Which lines run from the one containing "of the patchy" to the end of the entries? Quote them exactly, and nothing else.

(Coordinate annotation records)
## START

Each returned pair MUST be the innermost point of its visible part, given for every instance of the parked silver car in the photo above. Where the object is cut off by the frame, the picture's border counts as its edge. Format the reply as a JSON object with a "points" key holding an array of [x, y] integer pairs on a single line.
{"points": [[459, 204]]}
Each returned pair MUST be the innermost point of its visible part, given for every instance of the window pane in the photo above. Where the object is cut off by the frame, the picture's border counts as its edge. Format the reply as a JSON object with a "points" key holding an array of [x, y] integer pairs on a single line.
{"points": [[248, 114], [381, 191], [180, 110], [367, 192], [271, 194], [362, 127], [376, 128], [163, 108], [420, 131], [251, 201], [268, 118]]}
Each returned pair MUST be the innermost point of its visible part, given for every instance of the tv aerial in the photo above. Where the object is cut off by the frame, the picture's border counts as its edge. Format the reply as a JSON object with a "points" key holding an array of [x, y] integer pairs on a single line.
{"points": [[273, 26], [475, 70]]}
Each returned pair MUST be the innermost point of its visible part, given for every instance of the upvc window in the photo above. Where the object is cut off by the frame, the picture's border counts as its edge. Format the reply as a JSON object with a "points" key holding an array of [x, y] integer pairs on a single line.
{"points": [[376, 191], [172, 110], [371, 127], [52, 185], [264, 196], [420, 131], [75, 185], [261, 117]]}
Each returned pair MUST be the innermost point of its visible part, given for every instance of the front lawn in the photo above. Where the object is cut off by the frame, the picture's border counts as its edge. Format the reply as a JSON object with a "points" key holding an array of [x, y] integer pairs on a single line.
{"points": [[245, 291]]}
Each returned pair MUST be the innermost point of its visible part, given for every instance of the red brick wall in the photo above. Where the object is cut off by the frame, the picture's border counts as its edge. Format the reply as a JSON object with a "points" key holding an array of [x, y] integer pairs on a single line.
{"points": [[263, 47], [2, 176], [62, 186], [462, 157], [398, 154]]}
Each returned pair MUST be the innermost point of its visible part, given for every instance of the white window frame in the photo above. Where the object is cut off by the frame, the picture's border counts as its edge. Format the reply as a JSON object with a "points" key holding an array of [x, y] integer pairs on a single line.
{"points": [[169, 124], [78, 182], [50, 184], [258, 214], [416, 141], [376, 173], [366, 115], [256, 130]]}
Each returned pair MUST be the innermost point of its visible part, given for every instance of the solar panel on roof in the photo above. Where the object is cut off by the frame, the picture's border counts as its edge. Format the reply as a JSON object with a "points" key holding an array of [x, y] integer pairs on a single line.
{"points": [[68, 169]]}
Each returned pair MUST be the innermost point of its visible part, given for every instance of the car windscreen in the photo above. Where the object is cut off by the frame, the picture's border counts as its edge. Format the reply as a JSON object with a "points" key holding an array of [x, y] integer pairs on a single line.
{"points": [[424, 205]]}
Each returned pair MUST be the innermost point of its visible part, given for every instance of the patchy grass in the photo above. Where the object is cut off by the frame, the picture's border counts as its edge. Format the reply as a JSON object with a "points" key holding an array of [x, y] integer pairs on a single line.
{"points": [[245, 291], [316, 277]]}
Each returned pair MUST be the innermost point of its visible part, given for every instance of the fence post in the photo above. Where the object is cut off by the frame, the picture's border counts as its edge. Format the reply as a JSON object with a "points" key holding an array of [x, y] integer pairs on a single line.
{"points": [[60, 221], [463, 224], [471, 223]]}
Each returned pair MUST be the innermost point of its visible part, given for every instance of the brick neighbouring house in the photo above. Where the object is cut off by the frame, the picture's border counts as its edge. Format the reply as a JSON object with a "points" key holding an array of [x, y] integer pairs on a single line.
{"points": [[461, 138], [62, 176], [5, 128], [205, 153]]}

## END

▶ [FINAL RESULT]:
Each returned pair MUST be the innermost point of its visible part, given for every instance of the patchy grass in the photo above. Where the object is cut off by the frame, the picture's border counts as its edge. Format the reply as a JSON object with a "points" key holding an array of [x, y] integer pairs on a single line.
{"points": [[245, 291], [316, 277]]}
Each returned pair MUST be the innermost point of its visible part, given for every instance of the fence post in the photo above. Where the object is cut off by the frame, the picture's border counts as its edge. Format the reply as a JSON object with a "points" key holding an array of [x, y] integer pairs on a single line.
{"points": [[60, 221], [463, 224], [471, 223]]}
Each returned pair MUST be the innermost point of its visible part, given for every instance of the brick neighbouring house in the photo above. Where the object is cut off by the frame, the picture's border counts as its edge. Format the reply as a JSON object with a "points" key holding an array of [x, y] integer pairs on a single line.
{"points": [[461, 138], [62, 176], [5, 128], [205, 153]]}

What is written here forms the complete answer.